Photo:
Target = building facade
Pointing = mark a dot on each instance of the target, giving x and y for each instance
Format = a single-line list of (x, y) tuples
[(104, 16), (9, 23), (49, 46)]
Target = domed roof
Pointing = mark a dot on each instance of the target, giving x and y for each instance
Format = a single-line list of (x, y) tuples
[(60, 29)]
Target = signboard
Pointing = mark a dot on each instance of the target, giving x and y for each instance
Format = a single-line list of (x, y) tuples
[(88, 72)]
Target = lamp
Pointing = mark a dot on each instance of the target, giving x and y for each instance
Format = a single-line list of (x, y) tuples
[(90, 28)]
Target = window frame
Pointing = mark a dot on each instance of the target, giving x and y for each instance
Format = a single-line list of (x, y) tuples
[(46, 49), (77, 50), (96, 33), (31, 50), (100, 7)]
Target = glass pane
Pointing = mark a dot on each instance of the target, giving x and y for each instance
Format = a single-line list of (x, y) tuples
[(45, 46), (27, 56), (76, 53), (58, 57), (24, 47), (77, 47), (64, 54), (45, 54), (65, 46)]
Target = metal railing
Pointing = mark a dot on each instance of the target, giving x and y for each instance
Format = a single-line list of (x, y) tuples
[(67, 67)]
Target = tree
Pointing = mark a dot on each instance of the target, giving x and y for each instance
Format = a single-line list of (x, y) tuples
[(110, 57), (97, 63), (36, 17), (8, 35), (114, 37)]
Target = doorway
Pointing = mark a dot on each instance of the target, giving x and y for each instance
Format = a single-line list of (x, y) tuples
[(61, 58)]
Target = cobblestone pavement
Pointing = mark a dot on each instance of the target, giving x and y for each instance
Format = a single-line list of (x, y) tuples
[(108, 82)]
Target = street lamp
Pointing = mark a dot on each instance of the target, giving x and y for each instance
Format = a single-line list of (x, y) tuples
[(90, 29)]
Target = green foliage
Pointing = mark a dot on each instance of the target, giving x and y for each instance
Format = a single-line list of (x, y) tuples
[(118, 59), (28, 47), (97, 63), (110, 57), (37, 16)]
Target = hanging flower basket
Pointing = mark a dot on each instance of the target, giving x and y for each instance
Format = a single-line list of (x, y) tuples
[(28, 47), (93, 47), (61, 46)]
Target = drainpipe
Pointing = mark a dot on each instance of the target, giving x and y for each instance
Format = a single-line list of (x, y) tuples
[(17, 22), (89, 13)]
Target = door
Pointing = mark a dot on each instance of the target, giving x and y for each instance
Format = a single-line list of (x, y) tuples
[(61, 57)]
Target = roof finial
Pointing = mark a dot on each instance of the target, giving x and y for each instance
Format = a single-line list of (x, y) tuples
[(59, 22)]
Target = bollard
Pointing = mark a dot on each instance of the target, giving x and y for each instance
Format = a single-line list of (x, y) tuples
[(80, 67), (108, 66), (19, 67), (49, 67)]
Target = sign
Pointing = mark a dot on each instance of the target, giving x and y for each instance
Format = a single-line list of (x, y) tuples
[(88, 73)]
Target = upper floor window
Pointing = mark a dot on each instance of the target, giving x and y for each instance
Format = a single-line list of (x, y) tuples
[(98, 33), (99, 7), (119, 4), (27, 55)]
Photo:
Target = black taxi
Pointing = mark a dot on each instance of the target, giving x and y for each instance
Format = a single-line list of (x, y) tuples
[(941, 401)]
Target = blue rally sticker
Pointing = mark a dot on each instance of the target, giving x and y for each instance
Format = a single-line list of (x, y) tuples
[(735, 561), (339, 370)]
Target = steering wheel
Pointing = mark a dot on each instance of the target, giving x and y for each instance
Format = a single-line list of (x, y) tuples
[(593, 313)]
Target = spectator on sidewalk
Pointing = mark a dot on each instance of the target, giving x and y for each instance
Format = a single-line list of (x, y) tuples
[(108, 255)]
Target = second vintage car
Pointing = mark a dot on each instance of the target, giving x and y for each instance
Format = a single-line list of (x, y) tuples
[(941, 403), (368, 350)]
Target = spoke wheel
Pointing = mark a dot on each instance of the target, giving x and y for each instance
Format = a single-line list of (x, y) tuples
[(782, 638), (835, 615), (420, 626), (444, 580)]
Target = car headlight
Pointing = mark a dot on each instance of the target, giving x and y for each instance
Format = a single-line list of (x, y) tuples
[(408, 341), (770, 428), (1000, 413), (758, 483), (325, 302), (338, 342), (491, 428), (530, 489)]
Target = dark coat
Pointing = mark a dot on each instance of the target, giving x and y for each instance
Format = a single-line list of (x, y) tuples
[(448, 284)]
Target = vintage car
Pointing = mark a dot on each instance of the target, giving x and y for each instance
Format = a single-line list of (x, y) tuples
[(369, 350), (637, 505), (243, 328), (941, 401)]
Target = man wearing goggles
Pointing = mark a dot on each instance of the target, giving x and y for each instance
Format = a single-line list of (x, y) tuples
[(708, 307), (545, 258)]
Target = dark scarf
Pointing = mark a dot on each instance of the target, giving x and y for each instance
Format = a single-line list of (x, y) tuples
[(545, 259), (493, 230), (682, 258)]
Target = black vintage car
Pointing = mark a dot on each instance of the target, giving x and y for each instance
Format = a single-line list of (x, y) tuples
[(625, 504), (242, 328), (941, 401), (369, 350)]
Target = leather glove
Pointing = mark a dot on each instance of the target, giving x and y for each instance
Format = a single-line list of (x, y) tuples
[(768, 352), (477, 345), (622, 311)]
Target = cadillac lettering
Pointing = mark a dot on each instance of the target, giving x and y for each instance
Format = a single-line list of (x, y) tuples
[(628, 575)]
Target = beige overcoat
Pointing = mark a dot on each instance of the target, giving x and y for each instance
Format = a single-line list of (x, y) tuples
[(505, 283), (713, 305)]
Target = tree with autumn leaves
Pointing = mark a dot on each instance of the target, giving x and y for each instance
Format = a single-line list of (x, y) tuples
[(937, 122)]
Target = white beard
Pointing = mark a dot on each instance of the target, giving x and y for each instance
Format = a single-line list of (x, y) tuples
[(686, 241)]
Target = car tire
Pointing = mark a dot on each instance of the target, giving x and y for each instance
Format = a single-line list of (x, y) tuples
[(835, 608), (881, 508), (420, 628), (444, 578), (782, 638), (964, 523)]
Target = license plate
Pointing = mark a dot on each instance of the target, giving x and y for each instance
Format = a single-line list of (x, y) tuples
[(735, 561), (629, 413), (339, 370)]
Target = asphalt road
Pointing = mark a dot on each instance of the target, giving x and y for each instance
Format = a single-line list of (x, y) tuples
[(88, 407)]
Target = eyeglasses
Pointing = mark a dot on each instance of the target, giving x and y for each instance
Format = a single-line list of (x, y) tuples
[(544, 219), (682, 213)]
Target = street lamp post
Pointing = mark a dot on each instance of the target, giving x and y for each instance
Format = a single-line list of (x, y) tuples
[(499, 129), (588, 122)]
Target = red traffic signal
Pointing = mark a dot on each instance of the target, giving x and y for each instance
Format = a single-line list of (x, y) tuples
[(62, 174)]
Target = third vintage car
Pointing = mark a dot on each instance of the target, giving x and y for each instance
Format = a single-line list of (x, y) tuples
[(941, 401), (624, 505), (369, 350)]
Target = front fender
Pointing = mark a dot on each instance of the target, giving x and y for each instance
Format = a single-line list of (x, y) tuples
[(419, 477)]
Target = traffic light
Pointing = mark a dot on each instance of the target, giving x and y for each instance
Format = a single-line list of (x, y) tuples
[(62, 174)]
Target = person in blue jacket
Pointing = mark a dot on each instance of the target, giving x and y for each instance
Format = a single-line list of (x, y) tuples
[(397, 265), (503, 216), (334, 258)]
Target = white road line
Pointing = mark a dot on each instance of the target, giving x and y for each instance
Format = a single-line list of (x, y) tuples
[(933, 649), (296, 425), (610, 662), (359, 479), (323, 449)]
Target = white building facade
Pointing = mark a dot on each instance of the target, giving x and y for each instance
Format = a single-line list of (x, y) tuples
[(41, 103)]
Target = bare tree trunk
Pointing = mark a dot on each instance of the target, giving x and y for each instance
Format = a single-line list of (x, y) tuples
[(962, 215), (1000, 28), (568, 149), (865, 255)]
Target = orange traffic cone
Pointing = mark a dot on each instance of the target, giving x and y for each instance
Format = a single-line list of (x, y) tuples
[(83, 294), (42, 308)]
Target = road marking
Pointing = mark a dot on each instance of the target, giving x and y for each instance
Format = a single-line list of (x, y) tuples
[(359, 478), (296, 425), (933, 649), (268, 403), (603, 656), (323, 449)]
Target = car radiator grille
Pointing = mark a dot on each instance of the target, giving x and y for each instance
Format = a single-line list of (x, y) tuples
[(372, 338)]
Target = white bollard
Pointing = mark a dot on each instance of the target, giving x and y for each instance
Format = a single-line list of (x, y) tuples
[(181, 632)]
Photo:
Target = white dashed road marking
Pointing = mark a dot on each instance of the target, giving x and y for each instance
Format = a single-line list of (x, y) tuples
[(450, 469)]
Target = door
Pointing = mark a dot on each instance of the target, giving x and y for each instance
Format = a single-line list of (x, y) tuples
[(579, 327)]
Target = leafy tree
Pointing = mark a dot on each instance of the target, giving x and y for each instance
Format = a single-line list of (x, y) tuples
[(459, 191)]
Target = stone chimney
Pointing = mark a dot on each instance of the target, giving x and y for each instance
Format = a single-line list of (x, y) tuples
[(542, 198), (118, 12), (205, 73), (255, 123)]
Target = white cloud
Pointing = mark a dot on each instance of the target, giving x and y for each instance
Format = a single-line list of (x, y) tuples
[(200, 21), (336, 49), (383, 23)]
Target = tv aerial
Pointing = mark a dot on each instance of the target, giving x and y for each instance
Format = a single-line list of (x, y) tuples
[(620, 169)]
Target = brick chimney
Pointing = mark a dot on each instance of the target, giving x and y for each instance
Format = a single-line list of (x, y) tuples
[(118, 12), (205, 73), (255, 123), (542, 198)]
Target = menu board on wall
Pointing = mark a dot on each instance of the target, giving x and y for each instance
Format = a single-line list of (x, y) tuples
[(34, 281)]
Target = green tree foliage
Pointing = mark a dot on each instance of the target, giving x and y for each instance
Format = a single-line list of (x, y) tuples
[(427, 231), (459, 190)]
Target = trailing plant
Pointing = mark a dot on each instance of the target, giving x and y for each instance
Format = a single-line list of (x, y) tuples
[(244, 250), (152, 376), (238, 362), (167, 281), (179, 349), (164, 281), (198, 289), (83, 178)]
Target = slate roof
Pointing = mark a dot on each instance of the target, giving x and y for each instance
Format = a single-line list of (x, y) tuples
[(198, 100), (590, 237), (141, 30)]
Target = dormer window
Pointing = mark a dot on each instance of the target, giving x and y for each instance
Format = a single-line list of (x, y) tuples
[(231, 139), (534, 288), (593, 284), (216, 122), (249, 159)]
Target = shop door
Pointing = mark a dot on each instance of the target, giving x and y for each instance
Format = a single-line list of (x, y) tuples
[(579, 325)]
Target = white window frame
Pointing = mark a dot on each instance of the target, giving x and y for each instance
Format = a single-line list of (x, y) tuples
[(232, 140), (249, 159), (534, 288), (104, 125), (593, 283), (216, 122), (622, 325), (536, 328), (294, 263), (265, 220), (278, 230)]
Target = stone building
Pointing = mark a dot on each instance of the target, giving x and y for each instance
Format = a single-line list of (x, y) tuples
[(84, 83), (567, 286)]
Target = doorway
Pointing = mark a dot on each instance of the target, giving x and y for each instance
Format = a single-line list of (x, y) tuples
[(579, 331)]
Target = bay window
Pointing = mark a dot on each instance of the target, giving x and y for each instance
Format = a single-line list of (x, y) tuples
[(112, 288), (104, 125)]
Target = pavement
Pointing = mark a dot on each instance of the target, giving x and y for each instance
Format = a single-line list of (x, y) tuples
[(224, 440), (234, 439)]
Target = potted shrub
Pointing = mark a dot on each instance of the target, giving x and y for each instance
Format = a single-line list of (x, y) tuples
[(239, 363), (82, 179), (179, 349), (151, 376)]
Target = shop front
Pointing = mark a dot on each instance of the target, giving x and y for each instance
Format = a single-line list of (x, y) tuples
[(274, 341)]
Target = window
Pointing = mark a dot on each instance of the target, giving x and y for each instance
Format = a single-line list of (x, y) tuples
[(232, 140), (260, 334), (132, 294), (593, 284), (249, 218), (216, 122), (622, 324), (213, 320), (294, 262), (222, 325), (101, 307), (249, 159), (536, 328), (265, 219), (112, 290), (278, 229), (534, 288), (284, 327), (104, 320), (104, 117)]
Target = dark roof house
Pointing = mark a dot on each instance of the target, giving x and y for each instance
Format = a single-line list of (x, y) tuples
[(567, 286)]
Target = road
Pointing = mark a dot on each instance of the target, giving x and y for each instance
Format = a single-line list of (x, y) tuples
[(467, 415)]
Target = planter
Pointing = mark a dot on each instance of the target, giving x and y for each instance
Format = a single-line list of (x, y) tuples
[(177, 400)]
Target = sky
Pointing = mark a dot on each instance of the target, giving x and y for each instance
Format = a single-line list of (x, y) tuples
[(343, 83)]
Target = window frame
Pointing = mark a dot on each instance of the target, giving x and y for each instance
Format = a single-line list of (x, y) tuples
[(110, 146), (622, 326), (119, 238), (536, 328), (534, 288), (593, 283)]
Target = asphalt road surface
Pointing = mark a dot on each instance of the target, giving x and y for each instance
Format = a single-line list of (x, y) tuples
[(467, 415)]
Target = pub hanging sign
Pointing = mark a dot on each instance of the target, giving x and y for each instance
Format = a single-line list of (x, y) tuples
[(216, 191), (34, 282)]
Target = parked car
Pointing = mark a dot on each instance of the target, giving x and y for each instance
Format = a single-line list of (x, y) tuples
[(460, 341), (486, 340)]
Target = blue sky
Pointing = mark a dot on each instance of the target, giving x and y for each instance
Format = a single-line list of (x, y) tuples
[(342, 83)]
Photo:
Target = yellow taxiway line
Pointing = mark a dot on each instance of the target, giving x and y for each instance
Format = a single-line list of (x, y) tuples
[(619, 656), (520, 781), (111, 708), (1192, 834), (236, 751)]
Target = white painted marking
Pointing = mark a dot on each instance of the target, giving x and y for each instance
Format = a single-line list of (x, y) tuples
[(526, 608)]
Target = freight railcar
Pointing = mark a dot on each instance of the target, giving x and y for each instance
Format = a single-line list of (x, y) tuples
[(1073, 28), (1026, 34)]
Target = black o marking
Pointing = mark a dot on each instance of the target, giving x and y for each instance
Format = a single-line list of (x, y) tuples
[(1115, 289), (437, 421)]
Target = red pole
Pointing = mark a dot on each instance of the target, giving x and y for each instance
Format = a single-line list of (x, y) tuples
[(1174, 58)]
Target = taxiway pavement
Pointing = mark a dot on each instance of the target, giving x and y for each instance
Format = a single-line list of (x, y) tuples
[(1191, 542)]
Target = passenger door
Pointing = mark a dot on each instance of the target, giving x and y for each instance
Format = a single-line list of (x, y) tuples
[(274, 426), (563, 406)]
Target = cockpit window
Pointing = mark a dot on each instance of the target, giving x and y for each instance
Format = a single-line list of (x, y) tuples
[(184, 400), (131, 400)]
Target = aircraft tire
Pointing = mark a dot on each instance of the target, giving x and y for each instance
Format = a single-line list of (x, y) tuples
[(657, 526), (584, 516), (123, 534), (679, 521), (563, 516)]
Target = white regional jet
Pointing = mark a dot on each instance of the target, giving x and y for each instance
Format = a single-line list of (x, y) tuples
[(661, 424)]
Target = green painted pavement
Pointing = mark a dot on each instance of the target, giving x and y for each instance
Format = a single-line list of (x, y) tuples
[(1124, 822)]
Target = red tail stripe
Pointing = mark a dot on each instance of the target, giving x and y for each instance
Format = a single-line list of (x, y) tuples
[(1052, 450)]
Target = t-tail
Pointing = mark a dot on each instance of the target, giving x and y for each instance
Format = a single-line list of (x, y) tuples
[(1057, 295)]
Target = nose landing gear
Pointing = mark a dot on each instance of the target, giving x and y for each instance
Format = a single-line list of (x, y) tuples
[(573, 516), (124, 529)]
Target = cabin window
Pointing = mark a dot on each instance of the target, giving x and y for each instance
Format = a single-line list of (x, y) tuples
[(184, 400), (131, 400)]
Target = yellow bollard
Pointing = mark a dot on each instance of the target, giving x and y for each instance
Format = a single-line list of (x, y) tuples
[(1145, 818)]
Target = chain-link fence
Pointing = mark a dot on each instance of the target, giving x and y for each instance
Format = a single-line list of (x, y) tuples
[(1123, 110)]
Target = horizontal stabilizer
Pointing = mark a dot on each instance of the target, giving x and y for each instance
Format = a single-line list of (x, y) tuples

Required work => Please rewrite the entries between the line holding "Target = black o marking" and the line holding "[(1174, 58)]", inclusive, putting "red post" in place of "red pole" and keeping everything else the same. Return only those lines.

Answer to the task =>
Target = black o marking
Pointing = mark a dot on each instance of the target, giving x and y for each instance
Format = a single-line list of (x, y) tuples
[(1115, 289), (437, 421)]
Target = red post
Pointing = mark a dot on each instance of the target, giving x and y for each instance
Format = a single-line list of (x, y) tuples
[(1174, 58)]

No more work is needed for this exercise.